Short task 1 ::
In the henology article:
(a) From which Ancient Greek word does "henology" come?
(b) As what does Plato identify the One?
(c) How many modes of the One and the Multiple does Aristotle distinguish?

Document ::
= Henology =

Philosophical discourse surrounding "The One"

Henology (from Ancient Greek ἕν (hen) 'one') stems from the pre-Socratic philosophical search for an arche or First principle, or the reduction of the variety of existences back to a single stuff or substance. The Multiple and Being are the One which is not a subspecies of anything.

== Ancient philosophy ==
Plato addresses the One and the plurality as a dialectical problem, the One is a generic form which extends through many forms that lie apart, i.e. the One is identified as the transcendent Good. In Neoplatonic tradition, Parmenides' primary bodies or substances are considered a transcendent One.

For Aristotle the One is a 'transcendental', the measure of everything. There are four modes of the One and the Multiple: continuous/discontinuous; whole/parts; universals (specificity, kind, analogy); and things numerically one (in each category). These modes are supplemented with essential attributes of the One and the Multiple: identity, otherness, difference, similar, dissimilar, equal, unequal, opposite, etc. Based on these he develops the different possible relations of multiple things and the One: the synonymic, almost homonymic, unity in succession, etc. Moreover, in his analysis of the One and the Multiple, he introduces his theory of the Four causes in an attempt to organize the whole universe without any reference to the invisible. Reality is constituted by distinctiveness.

Material for the task ::
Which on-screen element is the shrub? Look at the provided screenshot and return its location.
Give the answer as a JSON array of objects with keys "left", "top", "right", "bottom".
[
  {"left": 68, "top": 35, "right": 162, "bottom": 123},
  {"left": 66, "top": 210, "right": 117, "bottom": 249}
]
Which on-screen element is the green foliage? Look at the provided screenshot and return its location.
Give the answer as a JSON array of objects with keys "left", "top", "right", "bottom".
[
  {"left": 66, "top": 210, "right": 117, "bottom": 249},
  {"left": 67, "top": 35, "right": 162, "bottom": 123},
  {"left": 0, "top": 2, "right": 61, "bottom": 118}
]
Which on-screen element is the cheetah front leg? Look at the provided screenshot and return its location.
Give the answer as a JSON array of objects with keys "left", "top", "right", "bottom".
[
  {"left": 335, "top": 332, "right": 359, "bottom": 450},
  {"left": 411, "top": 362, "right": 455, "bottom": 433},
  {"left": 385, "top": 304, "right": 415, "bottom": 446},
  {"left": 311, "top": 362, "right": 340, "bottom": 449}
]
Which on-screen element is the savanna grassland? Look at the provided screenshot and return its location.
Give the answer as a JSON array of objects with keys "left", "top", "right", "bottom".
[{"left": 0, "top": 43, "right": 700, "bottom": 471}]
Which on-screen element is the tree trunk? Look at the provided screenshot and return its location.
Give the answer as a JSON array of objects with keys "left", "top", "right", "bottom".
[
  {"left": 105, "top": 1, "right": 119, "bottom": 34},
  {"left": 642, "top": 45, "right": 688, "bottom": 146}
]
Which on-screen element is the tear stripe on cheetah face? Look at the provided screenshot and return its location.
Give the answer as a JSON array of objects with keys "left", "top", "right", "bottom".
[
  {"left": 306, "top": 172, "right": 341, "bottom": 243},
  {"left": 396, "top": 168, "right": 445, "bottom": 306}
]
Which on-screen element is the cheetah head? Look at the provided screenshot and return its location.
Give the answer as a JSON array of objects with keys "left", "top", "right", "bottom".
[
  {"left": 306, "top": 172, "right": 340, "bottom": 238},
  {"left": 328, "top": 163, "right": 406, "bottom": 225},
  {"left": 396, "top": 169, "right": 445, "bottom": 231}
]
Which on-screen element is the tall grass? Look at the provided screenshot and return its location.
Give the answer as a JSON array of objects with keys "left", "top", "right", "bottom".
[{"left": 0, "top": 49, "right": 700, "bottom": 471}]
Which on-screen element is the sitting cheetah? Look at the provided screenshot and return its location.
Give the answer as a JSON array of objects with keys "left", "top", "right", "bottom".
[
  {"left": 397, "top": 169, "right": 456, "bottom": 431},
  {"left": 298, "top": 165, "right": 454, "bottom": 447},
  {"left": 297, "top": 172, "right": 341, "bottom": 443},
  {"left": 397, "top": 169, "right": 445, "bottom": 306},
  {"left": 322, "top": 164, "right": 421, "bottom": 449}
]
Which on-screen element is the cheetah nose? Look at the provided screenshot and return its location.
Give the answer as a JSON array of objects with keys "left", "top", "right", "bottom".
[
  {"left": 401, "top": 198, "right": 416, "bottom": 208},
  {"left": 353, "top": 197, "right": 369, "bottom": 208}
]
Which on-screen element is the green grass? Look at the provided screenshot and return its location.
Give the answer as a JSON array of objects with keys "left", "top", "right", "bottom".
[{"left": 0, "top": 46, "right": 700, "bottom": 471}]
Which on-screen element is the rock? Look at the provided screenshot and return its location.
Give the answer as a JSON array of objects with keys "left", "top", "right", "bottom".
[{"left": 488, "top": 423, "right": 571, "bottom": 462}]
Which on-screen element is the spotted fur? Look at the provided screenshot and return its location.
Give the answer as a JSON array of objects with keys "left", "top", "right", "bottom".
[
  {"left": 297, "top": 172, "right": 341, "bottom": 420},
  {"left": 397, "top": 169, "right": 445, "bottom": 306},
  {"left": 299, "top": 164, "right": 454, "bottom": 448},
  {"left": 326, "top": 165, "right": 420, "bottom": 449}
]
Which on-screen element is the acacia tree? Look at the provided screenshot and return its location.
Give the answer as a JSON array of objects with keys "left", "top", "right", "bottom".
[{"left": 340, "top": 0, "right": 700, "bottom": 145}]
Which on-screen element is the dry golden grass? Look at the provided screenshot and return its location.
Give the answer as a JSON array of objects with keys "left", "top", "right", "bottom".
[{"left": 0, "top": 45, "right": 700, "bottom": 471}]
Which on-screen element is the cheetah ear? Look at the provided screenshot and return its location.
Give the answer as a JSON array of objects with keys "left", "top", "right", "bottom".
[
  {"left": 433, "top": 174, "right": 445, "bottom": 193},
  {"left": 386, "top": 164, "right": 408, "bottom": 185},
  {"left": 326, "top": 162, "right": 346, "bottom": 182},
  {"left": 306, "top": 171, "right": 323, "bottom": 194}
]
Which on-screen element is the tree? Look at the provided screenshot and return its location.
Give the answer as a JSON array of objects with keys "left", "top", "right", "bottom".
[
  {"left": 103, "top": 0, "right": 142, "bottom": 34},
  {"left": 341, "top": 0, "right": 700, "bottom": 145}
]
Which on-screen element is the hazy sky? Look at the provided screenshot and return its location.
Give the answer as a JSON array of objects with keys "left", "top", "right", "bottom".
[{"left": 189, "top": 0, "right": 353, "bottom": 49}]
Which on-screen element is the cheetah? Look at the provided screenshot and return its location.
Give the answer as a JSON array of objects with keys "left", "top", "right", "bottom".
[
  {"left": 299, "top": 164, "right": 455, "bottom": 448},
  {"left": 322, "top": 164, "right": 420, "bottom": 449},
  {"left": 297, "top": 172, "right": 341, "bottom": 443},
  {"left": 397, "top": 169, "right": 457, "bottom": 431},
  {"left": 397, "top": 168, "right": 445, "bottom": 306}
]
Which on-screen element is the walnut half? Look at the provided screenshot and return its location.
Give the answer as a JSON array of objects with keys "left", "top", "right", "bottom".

Short task 2 :: Could you turn the rows above, from the line with "Which on-screen element is the tree?" through the last line of the rows, into a Markdown table with columns No. and Line? Number each line and leave out blank lines.

Exercise result 1 ::
(a) ἕν (hen), meaning 'one'
(b) The transcendent Good
(c) Four

Exercise result 2 ::
| No. | Line |
|---|---|
| 1 | Which on-screen element is the tree? Look at the provided screenshot and return its location. |
| 2 | Give the answer as a JSON array of objects with keys "left", "top", "right", "bottom". |
| 3 | [ |
| 4 |   {"left": 103, "top": 0, "right": 142, "bottom": 34}, |
| 5 |   {"left": 341, "top": 0, "right": 700, "bottom": 145} |
| 6 | ] |
| 7 | Which on-screen element is the hazy sky? Look at the provided screenshot and return its location. |
| 8 | Give the answer as a JSON array of objects with keys "left", "top", "right", "bottom". |
| 9 | [{"left": 189, "top": 0, "right": 353, "bottom": 49}] |
| 10 | Which on-screen element is the cheetah? Look at the provided screenshot and return its location. |
| 11 | Give the answer as a JSON array of objects with keys "left", "top", "right", "bottom". |
| 12 | [ |
| 13 |   {"left": 299, "top": 164, "right": 455, "bottom": 448}, |
| 14 |   {"left": 322, "top": 164, "right": 420, "bottom": 449}, |
| 15 |   {"left": 297, "top": 172, "right": 341, "bottom": 443}, |
| 16 |   {"left": 397, "top": 169, "right": 457, "bottom": 431}, |
| 17 |   {"left": 397, "top": 168, "right": 445, "bottom": 306} |
| 18 | ] |
| 19 | Which on-screen element is the walnut half? Look at the provided screenshot and return its location. |
| 20 | Give the answer as a JSON array of objects with keys "left", "top", "right", "bottom". |